■ WORK ITEM: Will you output all of the data below exactly, omitting the images?

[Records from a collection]
□ □ □ □ □ □ □
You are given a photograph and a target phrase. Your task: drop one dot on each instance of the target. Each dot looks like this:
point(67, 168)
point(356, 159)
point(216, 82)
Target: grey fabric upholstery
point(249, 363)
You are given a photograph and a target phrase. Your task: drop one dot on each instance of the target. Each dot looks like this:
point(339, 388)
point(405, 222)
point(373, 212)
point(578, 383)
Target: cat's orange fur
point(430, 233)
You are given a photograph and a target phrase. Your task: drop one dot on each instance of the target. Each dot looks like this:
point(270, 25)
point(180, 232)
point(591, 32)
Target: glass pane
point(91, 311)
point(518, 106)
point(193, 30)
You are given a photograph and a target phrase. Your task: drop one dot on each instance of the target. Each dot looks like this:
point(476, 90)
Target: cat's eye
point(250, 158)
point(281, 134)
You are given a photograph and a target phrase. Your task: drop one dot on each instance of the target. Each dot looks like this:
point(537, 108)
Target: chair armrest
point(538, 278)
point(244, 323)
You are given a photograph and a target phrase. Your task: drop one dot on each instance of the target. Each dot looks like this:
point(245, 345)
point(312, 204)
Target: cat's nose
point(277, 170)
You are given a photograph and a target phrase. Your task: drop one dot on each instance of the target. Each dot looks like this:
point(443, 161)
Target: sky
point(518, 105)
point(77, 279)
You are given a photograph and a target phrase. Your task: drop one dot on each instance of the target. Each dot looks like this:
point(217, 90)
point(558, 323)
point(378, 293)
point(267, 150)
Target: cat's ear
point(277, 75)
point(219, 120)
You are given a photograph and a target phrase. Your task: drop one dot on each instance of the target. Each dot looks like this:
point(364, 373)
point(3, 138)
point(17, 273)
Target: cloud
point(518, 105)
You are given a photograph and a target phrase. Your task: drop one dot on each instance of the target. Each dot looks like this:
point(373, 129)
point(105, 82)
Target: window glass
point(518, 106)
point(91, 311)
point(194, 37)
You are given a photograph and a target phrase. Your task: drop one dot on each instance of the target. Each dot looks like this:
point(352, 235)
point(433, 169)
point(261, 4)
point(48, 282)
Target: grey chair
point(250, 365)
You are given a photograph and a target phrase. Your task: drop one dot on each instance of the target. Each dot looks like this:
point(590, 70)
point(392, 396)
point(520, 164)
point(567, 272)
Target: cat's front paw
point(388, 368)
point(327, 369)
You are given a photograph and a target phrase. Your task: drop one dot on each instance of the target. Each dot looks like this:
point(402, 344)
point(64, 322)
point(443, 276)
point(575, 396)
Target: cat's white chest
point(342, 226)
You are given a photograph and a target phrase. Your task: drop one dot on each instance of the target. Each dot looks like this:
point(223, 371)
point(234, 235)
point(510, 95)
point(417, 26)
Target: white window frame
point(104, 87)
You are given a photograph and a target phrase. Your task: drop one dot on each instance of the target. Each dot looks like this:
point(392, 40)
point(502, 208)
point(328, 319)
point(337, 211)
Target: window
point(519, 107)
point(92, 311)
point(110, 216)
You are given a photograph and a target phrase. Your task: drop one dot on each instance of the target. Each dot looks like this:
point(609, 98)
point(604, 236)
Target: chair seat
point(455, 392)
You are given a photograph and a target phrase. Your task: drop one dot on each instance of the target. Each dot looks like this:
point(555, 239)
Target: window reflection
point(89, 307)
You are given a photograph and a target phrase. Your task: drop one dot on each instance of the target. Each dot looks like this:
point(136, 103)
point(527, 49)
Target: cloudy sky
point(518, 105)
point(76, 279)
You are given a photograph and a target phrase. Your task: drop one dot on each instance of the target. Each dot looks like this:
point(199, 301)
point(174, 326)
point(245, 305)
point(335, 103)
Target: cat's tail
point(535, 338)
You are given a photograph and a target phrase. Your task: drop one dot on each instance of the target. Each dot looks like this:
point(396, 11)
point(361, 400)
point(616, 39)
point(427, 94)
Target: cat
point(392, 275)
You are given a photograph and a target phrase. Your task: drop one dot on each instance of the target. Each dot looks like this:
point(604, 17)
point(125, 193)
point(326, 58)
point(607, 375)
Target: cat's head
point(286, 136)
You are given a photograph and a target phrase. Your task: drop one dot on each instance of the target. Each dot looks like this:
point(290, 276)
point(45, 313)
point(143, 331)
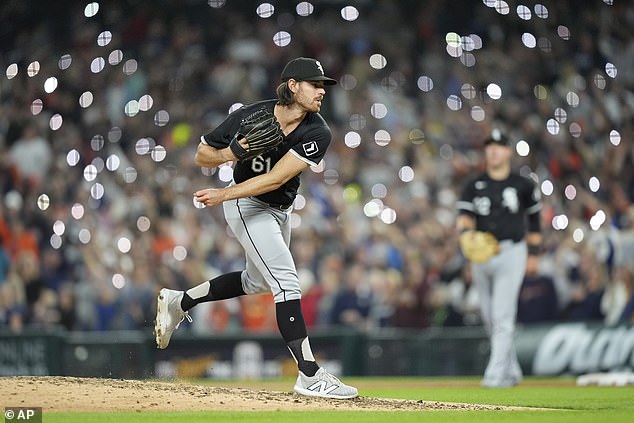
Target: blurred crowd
point(118, 222)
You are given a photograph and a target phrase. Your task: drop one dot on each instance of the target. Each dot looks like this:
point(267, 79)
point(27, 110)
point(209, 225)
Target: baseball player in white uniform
point(257, 207)
point(506, 204)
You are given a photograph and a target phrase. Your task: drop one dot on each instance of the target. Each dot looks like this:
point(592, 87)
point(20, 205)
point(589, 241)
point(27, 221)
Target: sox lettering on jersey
point(510, 199)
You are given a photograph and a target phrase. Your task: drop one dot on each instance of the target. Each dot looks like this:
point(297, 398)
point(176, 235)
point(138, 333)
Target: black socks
point(223, 287)
point(290, 322)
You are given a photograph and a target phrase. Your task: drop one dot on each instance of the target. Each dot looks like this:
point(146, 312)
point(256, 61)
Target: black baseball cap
point(306, 69)
point(497, 137)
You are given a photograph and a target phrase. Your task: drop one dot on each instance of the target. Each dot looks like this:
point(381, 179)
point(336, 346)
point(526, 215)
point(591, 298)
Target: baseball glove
point(478, 246)
point(262, 132)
□ □ □ □ □ □ □
■ SOLUTION FOR THIS TASK:
You are given a photograph and a target phrase. Your task: drop one dot on each instance of the target. Each dot looks like this:
point(67, 168)
point(356, 159)
point(216, 82)
Target: grey fabric upholstery
point(249, 363)
You are given a photograph and a target phrase. Your task: drop one dot on each instance of the target. Each dot looks like this:
point(339, 388)
point(405, 222)
point(373, 212)
point(578, 383)
Target: cat's orange fur
point(430, 233)
You are given a photograph and a target phrase. Your task: drop one dot on each instance of the target. Each dot looks like this:
point(270, 25)
point(180, 232)
point(591, 32)
Target: glass pane
point(91, 311)
point(518, 106)
point(193, 30)
You are given a photograph and a target phrase. Your task: drop one dot on each instance of the target. Each dot looks like this:
point(476, 90)
Target: cat's eye
point(250, 158)
point(281, 134)
You are given a photograph and a target phrase. Your task: drop one dot on each instance of the target. Each dot looks like this:
point(537, 108)
Target: chair armrest
point(538, 278)
point(244, 323)
You are given a photograph and a target phrase. Your task: drop one dot on each instance of the target. Each dot looks like this:
point(245, 345)
point(312, 204)
Target: cat's nose
point(277, 170)
You are given a photograph and a target phrase. Your task: drop one dot on each instance of the target. Each dot looks like this:
point(443, 161)
Target: sky
point(518, 105)
point(77, 279)
You are given a photograph and a target phrase. Your task: drop one dot on each instance of the target. Each dot looks like this:
point(217, 90)
point(558, 323)
point(378, 293)
point(267, 150)
Target: cat's ear
point(277, 75)
point(219, 120)
You are given a photograph and a target phrase. Your task: drop one dot on each instance of the target. Each dot looks like this:
point(364, 373)
point(3, 138)
point(17, 273)
Target: cloud
point(518, 105)
You are given a photograph and a target phrase. Your task: drop one dot on each instance of the target. Each dot looks like this:
point(373, 129)
point(105, 82)
Target: window glass
point(518, 106)
point(91, 311)
point(194, 37)
You are given a photograph and a target phrase. Your task: drop one dot on each instance of the target. Each dot looks like this:
point(352, 235)
point(433, 169)
point(261, 4)
point(48, 282)
Target: grey chair
point(250, 365)
You are given a photograph and a target phrase. Your task: drop one dot on each instance of the target. Each dot looks like this:
point(590, 70)
point(392, 396)
point(520, 164)
point(567, 272)
Target: cat's front paw
point(388, 368)
point(327, 369)
You are given a photograph and a target phrase. Your task: drop one dot on each instance of the target. Each dot looks like this:
point(402, 344)
point(64, 322)
point(443, 276)
point(575, 396)
Target: cat's white chest
point(342, 226)
You are given a photograph and a target phrase. Your task: drop one dot on each instance of the target. Each dot looks like this:
point(223, 371)
point(234, 235)
point(510, 95)
point(417, 26)
Target: white window frame
point(104, 87)
You are given a photograph and a target phrase. Your task: drop one dot on each instance of the target. Each dot looks like this:
point(392, 40)
point(502, 208)
point(328, 319)
point(337, 211)
Target: window
point(519, 107)
point(92, 311)
point(110, 216)
You are given a photograph and a target phrase. Your task: drop one dot on each instance of the target. Each dot looks like this:
point(609, 98)
point(604, 236)
Target: chair seat
point(455, 392)
You are given a photograph and a target phrase. Your task: drop one dot on each instance of the target. Each dot looks like this:
point(555, 239)
Target: window reflection
point(89, 307)
You are given a photograph and a target phrase. Your task: drop one dot on each instance of the target. Each dot looks like this:
point(136, 103)
point(527, 49)
Target: cloudy sky
point(518, 105)
point(76, 279)
You are given a photograph and a target phrase. Your task: drop one dot on each instance of the target. Each dot looks like this:
point(199, 301)
point(174, 326)
point(245, 305)
point(335, 103)
Target: cat's tail
point(535, 338)
You are given a photograph and a target phrase. Your task: drop one dot on each instance of the target. Each dot looks like this:
point(396, 11)
point(361, 400)
point(616, 39)
point(427, 94)
Target: cat
point(392, 275)
You are given a photograph and a target phrase. Your task: drop one dot on each instance of the target. Each dot looks like this:
point(604, 17)
point(125, 193)
point(326, 58)
point(607, 375)
Target: cat's head
point(286, 136)
You are given a photograph and a target phrase. Your task: drop one dot on each instance of the target. Each dot looks like this:
point(290, 276)
point(45, 313)
point(143, 331)
Target: blurred crowd
point(118, 222)
You are given a photograph and a target phrase. Your task: drop one dot on each instance of the target. Each dot looks like this:
point(267, 79)
point(27, 110)
point(209, 225)
Target: baseball player in white uniform
point(257, 207)
point(506, 204)
You are given a photograph and a target phrase. Your task: drop one dot on each instance of the target. Each dot looks like this:
point(592, 87)
point(20, 205)
point(589, 241)
point(27, 221)
Target: sox lettering on jersey
point(510, 199)
You are given a photograph and a target phrase. Your task: drop one dot on each instance of the target. Each dot looks like this:
point(297, 398)
point(176, 235)
point(138, 333)
Target: black socks
point(223, 287)
point(290, 322)
You are given a photograph and a target phrase. Your task: drop one dot on each instance of the target. Each dot looks like this:
point(146, 312)
point(256, 61)
Target: black baseball cap
point(306, 69)
point(497, 137)
You are given a photograph and a target phrase. Your task: drop one dot on each instance of the target. Each dot looks like this:
point(381, 179)
point(336, 346)
point(526, 215)
point(591, 298)
Target: baseball glove
point(478, 246)
point(262, 132)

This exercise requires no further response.